> **Document passage**
########################################

New York City Comptroller Scott Stringer is calling on the federal government to deliver more relief to the city as it claws its way back from the coronavirus crisis.
He warned the pandemic will leave the city financially exposed as tax revenues fall by over $8 billion and one in five New Yorkers lose their job.
“We’re facing the deepest recession since the Great Depression, marked by historic and rapid job losses,” said Stringer. “In a crisis this severe, the federal government must step up and deliver relief to New York – the economic engine for the nation.”
According to the comptroller, New York was short-changed in the federal Coronavirus Relief Fund, part of the CARES Act. At over 170,000 cases of the deadly virus, the city received $8,500 per COVID case. However, states such as Montana, with 457 cases, got $2.7 million per case.
“This pandemic has laid bare the deep disparities that permeate our society. We’re learning the value of a dollar, and why our taxpayer money must be accounted for and directed toward fighting the systemic inequality that is contributing to worse health and economic outcomes for vulnerable communities,” said New York City Comptroller Scott M. Stringer.
The call came as Stringer release his analysis of the City’s Fiscal Year 2021 Executive Budget and outlined the state of play for the City’s finances.
The new analysis of the Executive Budget spotlights the City’s overreliance on reserves and one-time savings, and Comptroller Stringer federal need-based budget relief and more recurring savings and efficiencies were needed to close the city’s budget gap, protect the social safety net, and support city workers.

########################################

> **Given data**
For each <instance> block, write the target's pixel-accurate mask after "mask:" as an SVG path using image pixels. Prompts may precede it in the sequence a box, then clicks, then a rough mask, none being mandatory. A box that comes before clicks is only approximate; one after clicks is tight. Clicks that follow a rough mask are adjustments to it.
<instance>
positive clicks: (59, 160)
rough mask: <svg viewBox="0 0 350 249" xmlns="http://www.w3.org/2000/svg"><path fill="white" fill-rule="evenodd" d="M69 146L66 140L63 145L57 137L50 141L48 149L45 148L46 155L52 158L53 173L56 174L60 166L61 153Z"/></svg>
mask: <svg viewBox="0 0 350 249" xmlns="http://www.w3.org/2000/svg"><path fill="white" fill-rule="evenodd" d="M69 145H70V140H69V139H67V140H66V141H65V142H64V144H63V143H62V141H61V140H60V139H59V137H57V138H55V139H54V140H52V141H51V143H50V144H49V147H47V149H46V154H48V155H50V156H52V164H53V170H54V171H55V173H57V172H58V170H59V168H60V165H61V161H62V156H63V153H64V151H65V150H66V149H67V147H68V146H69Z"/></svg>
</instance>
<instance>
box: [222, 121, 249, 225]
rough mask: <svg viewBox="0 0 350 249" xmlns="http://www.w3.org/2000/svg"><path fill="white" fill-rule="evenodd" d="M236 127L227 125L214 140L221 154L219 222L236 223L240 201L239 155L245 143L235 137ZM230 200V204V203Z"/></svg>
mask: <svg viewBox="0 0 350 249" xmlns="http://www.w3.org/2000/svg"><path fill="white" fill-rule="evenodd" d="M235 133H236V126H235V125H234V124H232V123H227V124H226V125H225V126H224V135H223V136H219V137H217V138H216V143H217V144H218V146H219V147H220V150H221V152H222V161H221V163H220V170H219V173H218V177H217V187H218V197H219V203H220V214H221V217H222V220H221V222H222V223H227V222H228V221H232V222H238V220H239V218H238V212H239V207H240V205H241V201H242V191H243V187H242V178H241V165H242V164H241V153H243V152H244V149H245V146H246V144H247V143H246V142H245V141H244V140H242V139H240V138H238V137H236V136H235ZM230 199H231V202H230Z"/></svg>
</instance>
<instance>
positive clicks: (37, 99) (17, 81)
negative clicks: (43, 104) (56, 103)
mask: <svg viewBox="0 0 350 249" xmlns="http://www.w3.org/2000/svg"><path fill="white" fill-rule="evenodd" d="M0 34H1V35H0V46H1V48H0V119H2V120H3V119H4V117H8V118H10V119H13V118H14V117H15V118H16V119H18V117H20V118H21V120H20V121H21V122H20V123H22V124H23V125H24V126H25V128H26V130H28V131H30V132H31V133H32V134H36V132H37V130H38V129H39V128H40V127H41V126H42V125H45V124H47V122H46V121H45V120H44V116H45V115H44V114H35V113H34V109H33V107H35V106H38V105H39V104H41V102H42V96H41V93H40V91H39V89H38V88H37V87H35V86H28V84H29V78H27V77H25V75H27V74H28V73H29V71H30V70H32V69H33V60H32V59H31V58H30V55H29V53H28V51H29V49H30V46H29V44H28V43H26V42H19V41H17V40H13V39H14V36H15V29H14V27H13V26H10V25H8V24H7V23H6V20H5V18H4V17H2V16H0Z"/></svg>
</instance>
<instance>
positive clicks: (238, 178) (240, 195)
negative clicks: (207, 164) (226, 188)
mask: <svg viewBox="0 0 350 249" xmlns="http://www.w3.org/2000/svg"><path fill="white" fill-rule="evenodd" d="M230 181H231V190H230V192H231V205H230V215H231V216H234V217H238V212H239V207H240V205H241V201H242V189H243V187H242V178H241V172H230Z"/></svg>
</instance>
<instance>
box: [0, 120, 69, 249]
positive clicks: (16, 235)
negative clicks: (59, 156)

########################################

> **Brief A**
In the article on New York City's pandemic finances, why does the comptroller say the city was short-changed in the federal Coronavirus Relief Fund? Answer in one to three sentences.
> **Brief B**
Resume the article on the comptroller's call for federal relief to New York City from where it stops.

> **Response box A**
He says the city was short-changed because, with over 170,000 COVID cases, it received $8,500 per case. Montana, with 457 cases, got $2.7 million per case.

> **Response box B**
“Our analysis pulls back the curtain on our City’s budget and presents the reality of our economic outlook. We’re facing the deepest recession since the Great Depression, marked by historic and rapid job losses,” said Stringer.
“ Every year New York taxpayers put more into the federal coffers than New York receives in federal dollars, and it is unacceptable for Congress to be passing the buck– instead of passing robust local aid. And as a City, we need to comb through our budget for savings, because every penny counts, and every effort must be made to protect our most vulnerable. When we look back at this time, it must be said that government stood up for our city, marshaled all our resources, and did everything we could to save lives and get our economy back on track.”
The Comptroller’s analysis of the Executive Budget accounts for recent developments driving the current, dire economic outlook.
The national economy is facing the steepest recession of modern times– likely twice as deep as the Great Recession of 2008.
The Comptroller’s office projects that more than 900,000 New Yorkers will lose their jobs by the end of the second quarter in June – one in five working New Yorkers.